** Start Passage to read **

We conducted our audit in accordance with auditing standards generally accepted in India. Those standards require that we plan and perform the audit to obtain reasonable assurance about whether the financial statements are free of material misstatement(s). An audit includes examining, on a test basis, evidence supporting the amounts and the disclosures in the financial statements. An audit also includes assessing the accounting principles used and significant estimates made by management, as well as evaluating the overall financial statement presentation. We believe that out audit provides a reasonable basis for our opinion and we report that :

i) No provision has been made for disputed Excise Duty liability amounting to Rs.1054 lakhs, without considering Interest thereon the amount of which is not ascertainable; [Note B3a]

ii) Current Assets includes an amount of Rs.103 Lakhs being an excise duty refund receivable, the claim in respect of which has been rejected by the excise department. [Note B3b]

iii) Although the Finished and Semi finished Inventories are valued at lower of the cost or the estimated realisable value, the method is not In accordance with AS 2 "Valuation of Inventory" because the cost calculated by the Company Includes administrative, selling, distribution and finance cost also resulting into, in most of the cases, cost being higher than the net realisable value. The financial impact of this is unascertainable [Note B9]

iv) Sundry Debtors includes amount receivable on sale of Land amounting to Rs.1179.5 Lakhs. The conveyance for the same is not yet executed. [Note B5]

v) Investments are valued at First In First Out basis as against Average Cost as required by the AS 13 "Accounting for Investments" issued by The Institute of Chartered Accountants of India as a result of which loss on sale of Investment is overstated and value of Investments is understated by Rs.205 Lakhs. [Note B10];

vi) Deferred Taxation reserve is not created as required by the AS 22 "Deferred Taxation" issued by The Institute of Chartered Accountants of India, the amount of which is not ascertainable.

2 Further, subject to our comments referred to in paragraph 1, we report that :

i) We have obtained all the information and explanations which to the best of our knowledge and belief were necessary for the purpose of our audit.

ii) In our opinion, proper books of accounts, as required by law, have been kept by the Company so far as it appears from our examination of books.

iii) The Balance Sheet and Profit and Loss Account dealt with by this Report are in agreement with the books of accounts.

iv) In our opinion, the Profit and Loss Account and the Balance Sheet comply with the Accounting Standards as referred in the Section 211(3C) of the Companies Act, 1956 except those stated above.

v) On the basis of written representations from the Directors, taken on record by the Board of Directors, none of the Directors are disqualified as on 31st March 2002 from being appointed as a Director under Section 274(1)(g) of the Companies Act, 1956.

3. We further report that the aggregate effect of the items mentioned in para 1 above on the Loss for the year and on the Profit and Loss Account, Investment, Sundry Debtors and Net Block and Current Liabilities at the end of the year, to the extent the resultant impact could be determined/quantified/ascertained, namely, by considering the items mentioned in the para i(i), (ii), (iv) and (v) and without considering wholly the effects of the items mentioned in para 1(iii) and (vi) being not ascertainable/quantified/determinate, would be as follows :

i) The reported Loss for the year is understated by Rs.952 Lakhs.

ii) The reported Debit Balance in Profit and Loss is understated by Rs.2413 Lakhs.

iii) The reported Sundry Debtors are overstated by Rs.1179.5 Lakhs.

** End Passage to read **
** Start Collected material **

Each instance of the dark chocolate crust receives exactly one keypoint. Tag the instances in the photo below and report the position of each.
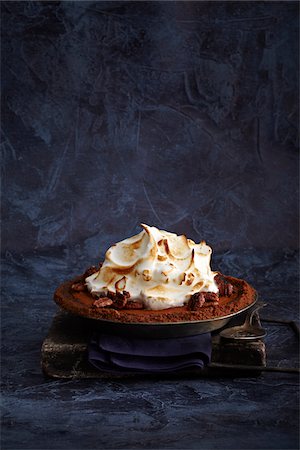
(82, 303)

** End Collected material **

Work instructions » Give again, word for word, the part of the audit report text that opens with the words containing "vi) Deferred Taxation" and closes with "books of accounts.".

Finished task »
vi) Deferred Taxation reserve is not created as required by the AS 22 "Deferred Taxation" issued by The Institute of Chartered Accountants of India, the amount of which is not ascertainable.

2 Further, subject to our comments referred to in paragraph 1, we report that :

i) We have obtained all the information and explanations which to the best of our knowledge and belief were necessary for the purpose of our audit.

ii) In our opinion, proper books of accounts, as required by law, have been kept by the Company so far as it appears from our examination of books.

iii) The Balance Sheet and Profit and Loss Account dealt with by this Report are in agreement with the books of accounts.